» Material provided:
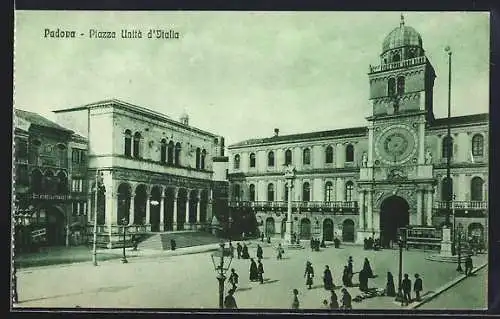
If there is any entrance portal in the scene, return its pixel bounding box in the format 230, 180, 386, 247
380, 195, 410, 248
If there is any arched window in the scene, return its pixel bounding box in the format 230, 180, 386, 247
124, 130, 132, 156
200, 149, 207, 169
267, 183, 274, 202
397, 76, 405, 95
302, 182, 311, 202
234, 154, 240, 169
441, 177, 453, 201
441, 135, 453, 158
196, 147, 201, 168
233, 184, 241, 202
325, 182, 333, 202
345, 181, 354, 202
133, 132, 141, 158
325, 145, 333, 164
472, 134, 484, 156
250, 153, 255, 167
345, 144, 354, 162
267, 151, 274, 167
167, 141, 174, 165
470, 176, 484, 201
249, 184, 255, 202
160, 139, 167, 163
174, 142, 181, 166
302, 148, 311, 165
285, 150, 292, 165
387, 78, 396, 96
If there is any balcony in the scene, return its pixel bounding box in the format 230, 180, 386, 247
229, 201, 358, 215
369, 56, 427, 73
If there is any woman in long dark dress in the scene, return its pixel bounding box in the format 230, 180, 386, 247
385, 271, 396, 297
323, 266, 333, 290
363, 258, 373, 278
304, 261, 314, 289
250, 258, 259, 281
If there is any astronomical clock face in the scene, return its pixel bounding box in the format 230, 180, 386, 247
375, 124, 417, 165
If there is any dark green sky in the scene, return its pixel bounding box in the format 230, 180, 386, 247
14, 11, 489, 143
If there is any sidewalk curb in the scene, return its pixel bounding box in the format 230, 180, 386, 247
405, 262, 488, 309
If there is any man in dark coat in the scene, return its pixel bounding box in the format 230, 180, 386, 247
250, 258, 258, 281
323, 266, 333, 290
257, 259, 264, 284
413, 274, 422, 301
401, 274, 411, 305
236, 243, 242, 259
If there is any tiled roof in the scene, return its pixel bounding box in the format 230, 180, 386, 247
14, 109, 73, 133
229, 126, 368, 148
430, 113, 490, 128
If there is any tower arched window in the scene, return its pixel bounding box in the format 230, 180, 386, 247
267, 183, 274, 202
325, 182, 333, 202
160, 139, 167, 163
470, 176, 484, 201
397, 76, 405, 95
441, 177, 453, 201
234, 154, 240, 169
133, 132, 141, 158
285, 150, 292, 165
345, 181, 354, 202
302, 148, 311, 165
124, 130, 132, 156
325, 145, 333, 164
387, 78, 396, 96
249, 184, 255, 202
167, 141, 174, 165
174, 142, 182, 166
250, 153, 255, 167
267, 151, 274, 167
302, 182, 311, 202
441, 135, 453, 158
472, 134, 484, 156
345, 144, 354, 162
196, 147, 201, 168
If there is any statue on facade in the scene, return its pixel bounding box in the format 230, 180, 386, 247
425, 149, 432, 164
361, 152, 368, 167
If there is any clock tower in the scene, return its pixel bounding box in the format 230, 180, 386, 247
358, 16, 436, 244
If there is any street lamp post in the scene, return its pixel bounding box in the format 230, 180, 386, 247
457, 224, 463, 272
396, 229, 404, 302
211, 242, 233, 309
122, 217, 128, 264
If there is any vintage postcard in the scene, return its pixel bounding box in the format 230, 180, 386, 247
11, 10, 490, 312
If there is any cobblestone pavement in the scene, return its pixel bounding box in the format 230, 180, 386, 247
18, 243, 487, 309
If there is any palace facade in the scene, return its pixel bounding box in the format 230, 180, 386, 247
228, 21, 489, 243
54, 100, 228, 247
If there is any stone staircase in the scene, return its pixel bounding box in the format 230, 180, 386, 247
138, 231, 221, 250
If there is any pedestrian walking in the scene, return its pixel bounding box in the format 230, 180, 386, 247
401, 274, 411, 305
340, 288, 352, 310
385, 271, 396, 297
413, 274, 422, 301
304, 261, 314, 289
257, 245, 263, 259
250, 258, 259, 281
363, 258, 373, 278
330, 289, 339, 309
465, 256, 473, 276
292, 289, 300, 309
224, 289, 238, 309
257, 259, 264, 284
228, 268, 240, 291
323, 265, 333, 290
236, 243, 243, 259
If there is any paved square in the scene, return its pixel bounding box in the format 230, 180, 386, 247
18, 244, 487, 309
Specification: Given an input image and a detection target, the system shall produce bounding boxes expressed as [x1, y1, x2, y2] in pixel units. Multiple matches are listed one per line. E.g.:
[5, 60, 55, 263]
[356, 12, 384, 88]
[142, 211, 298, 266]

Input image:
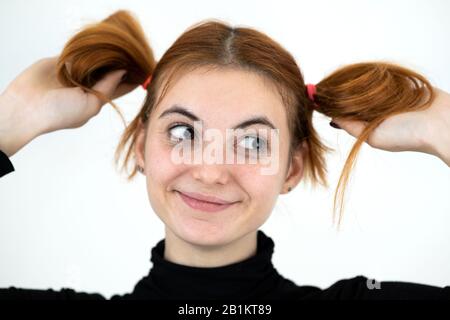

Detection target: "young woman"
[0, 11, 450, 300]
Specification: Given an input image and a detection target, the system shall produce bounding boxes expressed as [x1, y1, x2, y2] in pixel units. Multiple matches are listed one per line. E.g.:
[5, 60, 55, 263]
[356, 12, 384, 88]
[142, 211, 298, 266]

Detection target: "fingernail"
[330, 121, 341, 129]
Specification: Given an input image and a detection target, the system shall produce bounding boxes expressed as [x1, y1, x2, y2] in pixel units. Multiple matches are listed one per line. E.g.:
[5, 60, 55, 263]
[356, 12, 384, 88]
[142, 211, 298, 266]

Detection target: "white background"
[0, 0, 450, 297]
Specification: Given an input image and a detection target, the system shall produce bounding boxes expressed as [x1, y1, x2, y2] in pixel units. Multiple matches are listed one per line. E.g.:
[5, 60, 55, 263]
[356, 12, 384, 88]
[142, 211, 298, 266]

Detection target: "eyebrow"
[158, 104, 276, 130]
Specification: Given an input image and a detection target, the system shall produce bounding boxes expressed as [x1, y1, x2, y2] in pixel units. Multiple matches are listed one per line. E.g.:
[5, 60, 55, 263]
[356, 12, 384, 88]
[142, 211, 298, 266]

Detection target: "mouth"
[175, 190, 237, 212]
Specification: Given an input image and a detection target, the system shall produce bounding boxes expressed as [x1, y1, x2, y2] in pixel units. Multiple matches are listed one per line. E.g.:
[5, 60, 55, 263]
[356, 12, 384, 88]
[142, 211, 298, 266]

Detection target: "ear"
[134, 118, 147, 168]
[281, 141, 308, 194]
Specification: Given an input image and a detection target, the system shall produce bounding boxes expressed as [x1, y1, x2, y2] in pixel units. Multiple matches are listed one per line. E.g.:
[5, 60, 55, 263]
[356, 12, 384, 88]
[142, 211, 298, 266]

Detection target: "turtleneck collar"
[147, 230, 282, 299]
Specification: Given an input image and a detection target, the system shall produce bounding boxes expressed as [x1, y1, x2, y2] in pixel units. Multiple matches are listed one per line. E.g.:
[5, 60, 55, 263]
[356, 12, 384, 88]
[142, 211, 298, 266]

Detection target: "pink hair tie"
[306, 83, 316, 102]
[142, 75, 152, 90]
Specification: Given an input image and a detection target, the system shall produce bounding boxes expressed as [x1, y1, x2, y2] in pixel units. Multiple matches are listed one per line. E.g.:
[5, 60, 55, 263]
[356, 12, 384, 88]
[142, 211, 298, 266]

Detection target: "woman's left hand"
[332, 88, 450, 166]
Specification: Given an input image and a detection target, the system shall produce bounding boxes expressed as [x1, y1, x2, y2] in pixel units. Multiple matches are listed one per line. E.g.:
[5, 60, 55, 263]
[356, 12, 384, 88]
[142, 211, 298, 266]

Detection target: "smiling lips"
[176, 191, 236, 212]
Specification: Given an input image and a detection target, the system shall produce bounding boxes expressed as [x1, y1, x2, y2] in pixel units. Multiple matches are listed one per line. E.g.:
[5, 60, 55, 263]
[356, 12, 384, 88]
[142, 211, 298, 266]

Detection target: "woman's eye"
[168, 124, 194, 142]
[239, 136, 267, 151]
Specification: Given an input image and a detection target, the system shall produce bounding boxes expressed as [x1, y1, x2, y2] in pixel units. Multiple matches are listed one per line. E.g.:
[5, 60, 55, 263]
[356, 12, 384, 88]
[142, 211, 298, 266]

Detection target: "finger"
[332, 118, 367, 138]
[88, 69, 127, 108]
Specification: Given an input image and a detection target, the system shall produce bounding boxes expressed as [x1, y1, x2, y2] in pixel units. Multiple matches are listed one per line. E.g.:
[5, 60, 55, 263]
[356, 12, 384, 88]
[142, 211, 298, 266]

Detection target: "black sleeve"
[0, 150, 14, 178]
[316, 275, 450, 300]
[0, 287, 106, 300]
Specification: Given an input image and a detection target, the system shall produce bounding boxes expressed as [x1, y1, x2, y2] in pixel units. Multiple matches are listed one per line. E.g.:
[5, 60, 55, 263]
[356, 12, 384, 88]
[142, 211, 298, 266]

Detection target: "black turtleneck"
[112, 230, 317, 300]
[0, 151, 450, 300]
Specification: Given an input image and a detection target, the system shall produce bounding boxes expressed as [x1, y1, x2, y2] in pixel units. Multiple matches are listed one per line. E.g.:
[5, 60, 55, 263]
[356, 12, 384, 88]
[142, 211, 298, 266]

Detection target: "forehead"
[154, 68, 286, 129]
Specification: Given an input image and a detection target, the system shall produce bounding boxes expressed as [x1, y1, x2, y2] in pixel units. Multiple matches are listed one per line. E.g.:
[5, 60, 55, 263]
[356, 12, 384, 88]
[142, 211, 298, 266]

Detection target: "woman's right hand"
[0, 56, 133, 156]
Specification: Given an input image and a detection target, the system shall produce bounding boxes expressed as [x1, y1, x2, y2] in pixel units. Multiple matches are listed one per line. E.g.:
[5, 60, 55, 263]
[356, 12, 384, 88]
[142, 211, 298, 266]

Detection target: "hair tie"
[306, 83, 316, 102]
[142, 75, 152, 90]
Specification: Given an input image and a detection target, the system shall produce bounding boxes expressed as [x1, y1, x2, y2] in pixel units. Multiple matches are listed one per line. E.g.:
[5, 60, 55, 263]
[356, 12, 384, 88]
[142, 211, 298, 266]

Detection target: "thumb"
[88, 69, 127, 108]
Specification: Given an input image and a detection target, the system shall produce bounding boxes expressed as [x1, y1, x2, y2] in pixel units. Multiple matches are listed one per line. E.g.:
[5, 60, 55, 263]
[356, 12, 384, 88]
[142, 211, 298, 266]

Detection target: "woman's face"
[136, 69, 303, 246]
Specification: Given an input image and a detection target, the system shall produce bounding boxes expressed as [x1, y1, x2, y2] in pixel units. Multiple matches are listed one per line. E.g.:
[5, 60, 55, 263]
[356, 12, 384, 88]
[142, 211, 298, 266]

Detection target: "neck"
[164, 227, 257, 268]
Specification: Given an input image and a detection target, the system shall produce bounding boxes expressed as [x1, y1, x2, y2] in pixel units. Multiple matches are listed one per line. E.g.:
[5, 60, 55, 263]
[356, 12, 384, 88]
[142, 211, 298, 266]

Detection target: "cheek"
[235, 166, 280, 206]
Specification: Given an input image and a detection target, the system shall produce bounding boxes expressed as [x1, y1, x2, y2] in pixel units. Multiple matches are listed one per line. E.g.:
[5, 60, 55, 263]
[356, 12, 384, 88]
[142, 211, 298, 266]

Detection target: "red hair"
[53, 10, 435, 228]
...
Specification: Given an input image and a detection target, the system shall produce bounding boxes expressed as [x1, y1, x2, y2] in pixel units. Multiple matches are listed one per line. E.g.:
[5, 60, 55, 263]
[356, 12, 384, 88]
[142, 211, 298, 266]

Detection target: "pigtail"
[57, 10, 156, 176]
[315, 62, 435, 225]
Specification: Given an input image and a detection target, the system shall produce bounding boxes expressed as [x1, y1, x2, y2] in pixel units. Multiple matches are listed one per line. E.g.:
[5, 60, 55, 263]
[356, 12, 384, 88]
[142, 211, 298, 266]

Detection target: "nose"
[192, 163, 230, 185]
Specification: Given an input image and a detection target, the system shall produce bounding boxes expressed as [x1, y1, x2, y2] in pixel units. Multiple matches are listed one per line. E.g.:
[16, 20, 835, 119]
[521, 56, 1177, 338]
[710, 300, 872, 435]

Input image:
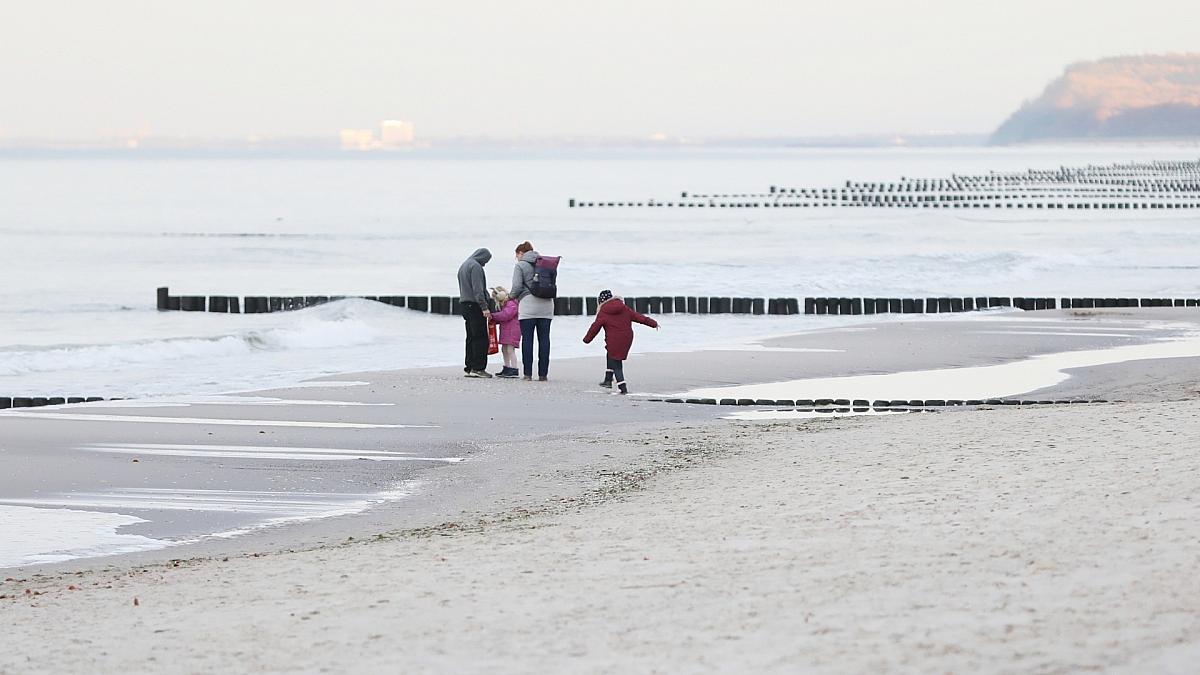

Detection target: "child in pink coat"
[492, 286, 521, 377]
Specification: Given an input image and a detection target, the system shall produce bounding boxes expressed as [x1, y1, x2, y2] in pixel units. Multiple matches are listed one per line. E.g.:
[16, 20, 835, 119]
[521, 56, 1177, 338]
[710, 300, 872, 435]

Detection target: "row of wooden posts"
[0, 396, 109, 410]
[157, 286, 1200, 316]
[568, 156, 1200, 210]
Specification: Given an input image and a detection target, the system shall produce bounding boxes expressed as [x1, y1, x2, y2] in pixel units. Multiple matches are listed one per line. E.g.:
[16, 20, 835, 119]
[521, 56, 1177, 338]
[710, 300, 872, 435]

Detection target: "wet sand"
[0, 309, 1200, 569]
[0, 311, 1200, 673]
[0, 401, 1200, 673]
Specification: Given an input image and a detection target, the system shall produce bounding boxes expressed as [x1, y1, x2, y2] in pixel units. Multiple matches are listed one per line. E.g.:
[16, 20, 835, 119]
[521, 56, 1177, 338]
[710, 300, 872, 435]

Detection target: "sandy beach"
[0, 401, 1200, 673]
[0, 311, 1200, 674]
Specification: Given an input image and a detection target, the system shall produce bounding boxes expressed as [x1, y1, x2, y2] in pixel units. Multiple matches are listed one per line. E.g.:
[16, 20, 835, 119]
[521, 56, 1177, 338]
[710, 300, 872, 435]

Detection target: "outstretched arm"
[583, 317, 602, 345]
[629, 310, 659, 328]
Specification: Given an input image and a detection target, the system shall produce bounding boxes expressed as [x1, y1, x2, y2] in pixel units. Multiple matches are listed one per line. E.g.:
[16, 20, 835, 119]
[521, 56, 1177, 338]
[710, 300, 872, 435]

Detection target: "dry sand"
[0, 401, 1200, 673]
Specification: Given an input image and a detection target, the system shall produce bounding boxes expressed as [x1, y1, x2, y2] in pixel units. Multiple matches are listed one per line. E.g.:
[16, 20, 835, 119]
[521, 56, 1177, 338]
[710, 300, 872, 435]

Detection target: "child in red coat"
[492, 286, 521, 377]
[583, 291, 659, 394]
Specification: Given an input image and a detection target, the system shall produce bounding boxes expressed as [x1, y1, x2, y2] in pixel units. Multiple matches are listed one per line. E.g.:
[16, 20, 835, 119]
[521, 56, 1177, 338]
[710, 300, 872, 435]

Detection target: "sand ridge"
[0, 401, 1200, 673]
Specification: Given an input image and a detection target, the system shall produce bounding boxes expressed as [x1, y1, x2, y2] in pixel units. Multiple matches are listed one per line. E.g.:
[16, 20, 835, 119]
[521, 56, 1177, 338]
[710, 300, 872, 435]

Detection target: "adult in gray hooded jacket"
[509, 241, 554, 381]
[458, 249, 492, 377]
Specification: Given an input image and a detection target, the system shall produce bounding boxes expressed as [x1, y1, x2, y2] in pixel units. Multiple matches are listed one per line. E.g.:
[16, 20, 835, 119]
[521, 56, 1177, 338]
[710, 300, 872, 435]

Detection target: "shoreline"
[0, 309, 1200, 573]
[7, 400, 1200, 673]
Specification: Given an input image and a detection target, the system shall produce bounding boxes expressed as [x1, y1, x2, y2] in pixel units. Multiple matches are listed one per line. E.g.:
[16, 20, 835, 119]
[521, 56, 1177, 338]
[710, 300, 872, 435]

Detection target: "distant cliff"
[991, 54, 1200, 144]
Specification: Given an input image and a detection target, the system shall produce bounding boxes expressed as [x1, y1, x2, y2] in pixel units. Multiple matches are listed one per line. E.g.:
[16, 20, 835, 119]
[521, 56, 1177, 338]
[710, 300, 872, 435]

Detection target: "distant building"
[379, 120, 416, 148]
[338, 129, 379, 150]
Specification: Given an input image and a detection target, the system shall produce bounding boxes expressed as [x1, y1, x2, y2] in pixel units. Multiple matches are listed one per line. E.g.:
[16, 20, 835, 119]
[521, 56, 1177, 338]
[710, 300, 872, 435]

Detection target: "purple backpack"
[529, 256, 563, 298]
...
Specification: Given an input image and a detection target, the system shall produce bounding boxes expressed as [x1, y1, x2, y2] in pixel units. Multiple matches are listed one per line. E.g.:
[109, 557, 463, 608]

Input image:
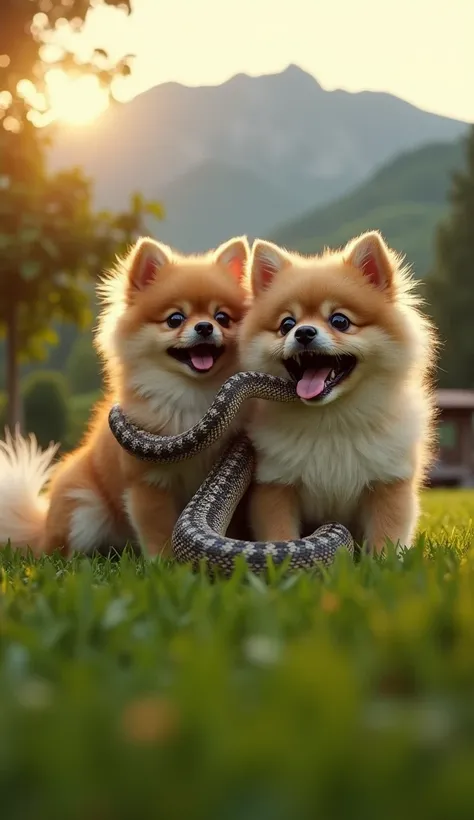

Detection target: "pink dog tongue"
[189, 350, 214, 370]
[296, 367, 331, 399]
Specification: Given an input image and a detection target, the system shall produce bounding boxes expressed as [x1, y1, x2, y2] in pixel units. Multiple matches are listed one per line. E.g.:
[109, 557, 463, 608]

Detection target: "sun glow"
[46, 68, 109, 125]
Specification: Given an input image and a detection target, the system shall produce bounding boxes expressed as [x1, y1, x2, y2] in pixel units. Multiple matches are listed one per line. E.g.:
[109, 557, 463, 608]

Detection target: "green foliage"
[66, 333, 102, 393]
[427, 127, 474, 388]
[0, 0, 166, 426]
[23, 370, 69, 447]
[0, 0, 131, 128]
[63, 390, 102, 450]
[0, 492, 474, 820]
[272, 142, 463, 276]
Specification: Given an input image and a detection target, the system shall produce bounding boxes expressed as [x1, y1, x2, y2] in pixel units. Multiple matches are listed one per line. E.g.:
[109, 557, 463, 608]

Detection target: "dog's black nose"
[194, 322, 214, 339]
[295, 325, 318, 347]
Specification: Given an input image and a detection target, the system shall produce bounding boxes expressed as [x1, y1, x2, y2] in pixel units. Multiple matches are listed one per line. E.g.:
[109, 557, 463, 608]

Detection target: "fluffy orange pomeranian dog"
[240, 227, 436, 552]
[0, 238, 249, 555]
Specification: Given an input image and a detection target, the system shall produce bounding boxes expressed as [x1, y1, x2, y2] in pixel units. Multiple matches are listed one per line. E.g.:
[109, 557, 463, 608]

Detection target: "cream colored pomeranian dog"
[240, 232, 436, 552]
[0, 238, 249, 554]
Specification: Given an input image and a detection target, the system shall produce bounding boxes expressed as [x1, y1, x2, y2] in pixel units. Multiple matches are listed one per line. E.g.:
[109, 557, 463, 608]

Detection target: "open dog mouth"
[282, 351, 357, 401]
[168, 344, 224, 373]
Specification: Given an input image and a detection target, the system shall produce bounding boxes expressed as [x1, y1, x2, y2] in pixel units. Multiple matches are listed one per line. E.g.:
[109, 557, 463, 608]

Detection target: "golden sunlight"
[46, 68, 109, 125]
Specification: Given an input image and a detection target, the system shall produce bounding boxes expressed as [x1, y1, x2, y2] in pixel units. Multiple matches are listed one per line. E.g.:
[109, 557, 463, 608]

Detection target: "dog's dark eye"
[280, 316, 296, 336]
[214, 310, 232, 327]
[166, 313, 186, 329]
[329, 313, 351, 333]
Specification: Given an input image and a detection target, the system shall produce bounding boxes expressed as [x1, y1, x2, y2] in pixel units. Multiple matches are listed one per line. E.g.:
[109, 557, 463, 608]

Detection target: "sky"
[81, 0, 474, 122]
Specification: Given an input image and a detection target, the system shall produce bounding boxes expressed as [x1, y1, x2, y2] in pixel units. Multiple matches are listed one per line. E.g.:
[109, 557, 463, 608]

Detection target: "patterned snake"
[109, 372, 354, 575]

» What to work on:
How many lines in the listing above contain the string "pomeranian"? Case counts; give only the number.

» Written solution:
2